■ YOUR ASSIGNMENT: Check each line of the data for "shelf" and select those that have it.

■ DATASET RECORDS:
--*--
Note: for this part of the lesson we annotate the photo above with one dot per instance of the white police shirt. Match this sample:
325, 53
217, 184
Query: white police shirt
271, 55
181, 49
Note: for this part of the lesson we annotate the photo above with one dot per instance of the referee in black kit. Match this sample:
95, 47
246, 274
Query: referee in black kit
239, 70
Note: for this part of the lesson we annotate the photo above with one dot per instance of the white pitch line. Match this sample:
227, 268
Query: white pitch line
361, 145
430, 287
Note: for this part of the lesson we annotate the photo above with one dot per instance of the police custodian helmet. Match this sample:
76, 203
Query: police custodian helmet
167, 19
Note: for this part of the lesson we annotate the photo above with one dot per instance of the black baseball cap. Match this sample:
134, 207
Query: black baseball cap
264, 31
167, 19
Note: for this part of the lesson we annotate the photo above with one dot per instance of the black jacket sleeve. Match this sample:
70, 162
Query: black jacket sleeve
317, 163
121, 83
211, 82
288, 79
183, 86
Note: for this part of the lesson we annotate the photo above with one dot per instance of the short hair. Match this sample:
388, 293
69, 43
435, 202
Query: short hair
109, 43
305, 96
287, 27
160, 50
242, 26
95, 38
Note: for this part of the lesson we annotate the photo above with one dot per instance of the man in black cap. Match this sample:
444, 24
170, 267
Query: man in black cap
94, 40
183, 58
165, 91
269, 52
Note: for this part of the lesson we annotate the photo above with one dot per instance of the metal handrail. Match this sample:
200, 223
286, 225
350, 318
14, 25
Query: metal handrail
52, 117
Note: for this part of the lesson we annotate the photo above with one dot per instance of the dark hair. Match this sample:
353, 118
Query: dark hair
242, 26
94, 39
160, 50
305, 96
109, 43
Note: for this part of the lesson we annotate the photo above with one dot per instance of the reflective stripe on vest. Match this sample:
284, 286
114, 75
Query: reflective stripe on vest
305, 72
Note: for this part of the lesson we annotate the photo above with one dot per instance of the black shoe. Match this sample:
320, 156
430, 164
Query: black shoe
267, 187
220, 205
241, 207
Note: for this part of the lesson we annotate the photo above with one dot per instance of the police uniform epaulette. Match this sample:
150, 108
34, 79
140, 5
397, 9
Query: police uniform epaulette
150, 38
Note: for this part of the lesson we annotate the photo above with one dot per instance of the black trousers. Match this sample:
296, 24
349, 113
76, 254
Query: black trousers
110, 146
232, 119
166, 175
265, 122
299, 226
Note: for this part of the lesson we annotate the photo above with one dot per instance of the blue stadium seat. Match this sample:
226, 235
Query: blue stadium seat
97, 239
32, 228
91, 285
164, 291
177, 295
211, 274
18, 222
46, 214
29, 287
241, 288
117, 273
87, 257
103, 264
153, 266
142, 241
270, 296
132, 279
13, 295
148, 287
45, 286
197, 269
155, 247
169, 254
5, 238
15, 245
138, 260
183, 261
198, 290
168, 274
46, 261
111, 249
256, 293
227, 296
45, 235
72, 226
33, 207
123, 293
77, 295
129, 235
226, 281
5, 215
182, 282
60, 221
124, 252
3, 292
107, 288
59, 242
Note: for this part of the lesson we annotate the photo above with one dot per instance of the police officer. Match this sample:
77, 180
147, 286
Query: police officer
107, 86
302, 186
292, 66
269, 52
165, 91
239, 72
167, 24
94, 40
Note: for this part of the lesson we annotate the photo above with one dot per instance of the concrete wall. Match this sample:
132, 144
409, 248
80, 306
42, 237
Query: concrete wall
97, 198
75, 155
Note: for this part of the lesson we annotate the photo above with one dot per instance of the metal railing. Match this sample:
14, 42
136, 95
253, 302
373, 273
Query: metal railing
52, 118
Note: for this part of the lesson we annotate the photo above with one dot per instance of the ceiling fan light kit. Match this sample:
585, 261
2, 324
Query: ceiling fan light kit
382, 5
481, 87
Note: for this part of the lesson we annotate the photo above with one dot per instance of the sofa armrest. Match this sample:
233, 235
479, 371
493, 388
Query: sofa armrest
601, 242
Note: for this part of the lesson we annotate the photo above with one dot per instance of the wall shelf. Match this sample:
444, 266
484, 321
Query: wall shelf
--*--
■ SOLUTION FOR THIS EXERCISE:
Note: for this part of the lesson we annotate the photo above with one dot per instance of the wall shelf. Match this sample:
Query: wall shelf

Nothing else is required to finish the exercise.